**The problem:** Once the line containing "Expected: one point per instance of the woman's" is found in the records below, return it and each following line exactly, up to and including the line containing "point(41, 110)", and nothing else.

+ + + + +

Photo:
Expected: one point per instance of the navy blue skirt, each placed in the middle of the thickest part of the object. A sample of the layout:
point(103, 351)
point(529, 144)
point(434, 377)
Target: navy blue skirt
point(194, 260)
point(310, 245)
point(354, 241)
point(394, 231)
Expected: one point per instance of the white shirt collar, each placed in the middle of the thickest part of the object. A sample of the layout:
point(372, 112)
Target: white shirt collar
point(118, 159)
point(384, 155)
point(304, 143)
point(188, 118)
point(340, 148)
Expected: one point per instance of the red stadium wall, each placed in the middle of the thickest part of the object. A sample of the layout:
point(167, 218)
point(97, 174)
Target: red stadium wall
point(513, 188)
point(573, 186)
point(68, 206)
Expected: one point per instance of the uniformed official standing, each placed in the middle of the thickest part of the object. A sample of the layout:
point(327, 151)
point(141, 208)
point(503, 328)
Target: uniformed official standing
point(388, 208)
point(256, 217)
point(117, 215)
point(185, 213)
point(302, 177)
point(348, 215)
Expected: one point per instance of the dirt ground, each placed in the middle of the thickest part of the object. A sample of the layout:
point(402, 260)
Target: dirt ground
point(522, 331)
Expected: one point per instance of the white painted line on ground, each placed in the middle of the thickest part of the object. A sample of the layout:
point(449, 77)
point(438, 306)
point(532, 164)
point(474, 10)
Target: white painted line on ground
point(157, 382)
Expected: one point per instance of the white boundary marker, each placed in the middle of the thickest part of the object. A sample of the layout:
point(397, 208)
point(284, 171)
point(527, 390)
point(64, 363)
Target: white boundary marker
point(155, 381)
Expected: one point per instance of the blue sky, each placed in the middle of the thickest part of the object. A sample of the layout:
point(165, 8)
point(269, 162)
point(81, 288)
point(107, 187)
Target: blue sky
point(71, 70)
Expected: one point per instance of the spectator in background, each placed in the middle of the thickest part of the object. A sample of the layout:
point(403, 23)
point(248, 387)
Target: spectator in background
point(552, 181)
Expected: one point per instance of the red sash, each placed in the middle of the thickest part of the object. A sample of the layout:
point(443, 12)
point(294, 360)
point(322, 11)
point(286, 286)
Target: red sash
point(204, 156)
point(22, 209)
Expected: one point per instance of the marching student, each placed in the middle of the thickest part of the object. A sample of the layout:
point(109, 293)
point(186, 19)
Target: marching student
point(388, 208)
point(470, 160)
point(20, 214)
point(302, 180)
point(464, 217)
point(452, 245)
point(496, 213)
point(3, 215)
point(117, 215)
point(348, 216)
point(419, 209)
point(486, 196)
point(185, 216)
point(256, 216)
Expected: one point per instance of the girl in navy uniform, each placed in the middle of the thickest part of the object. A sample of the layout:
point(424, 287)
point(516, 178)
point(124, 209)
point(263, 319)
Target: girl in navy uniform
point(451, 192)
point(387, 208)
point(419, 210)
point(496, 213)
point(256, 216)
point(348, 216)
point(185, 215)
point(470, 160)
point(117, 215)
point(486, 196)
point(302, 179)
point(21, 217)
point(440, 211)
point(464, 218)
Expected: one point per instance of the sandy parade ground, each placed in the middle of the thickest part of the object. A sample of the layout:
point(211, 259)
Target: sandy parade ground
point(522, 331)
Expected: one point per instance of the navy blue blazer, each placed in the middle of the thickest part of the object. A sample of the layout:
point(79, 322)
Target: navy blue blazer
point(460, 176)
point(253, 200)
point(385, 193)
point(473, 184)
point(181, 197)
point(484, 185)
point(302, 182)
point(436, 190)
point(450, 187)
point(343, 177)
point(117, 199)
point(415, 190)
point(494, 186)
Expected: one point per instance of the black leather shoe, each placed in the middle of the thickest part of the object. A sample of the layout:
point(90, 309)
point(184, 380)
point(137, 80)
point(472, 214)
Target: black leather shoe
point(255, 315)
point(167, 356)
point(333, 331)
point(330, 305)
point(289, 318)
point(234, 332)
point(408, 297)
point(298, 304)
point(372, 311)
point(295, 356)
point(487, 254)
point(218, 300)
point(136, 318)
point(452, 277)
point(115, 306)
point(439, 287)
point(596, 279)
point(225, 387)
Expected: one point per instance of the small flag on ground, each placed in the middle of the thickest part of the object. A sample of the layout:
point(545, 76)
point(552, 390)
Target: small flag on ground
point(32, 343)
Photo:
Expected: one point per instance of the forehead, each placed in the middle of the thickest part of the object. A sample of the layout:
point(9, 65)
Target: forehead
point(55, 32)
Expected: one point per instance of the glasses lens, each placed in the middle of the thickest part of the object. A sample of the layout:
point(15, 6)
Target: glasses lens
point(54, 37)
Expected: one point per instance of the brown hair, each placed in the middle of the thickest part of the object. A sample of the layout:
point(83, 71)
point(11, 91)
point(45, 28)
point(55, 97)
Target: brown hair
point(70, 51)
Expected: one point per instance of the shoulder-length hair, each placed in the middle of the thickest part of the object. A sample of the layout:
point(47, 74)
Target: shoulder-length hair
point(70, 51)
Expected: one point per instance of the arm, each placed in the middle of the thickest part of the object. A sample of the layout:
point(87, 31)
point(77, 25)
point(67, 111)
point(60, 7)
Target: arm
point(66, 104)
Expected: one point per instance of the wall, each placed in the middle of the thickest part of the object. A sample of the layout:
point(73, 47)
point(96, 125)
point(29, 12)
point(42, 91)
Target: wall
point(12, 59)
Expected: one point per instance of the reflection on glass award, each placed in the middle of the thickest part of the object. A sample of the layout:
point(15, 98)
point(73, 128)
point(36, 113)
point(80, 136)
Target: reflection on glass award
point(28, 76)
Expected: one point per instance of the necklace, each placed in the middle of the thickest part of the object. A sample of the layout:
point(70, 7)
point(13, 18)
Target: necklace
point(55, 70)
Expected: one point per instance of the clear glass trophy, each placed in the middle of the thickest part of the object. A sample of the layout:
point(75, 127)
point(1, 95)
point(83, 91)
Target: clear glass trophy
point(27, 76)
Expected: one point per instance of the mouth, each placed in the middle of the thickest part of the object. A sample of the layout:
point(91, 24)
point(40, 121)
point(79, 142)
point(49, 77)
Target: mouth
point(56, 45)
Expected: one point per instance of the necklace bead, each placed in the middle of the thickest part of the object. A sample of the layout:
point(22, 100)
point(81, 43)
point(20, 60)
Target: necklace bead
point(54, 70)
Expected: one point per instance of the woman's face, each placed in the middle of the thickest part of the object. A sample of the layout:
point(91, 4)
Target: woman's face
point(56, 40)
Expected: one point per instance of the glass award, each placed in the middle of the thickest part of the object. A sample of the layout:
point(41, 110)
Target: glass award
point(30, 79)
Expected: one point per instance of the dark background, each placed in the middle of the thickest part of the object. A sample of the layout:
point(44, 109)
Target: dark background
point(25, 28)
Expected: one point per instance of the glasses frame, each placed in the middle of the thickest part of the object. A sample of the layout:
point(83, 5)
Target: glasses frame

+ + + + +

**Solution to this exercise:**
Expected: one point per instance of the woman's face, each placed in the middle of the thickest part of the object. A sample of the layout:
point(91, 4)
Target: woman's face
point(56, 40)
Expected: one point per instance of the glass award, each placed in the middle of the thickest part of the object. A sample of the layout:
point(41, 110)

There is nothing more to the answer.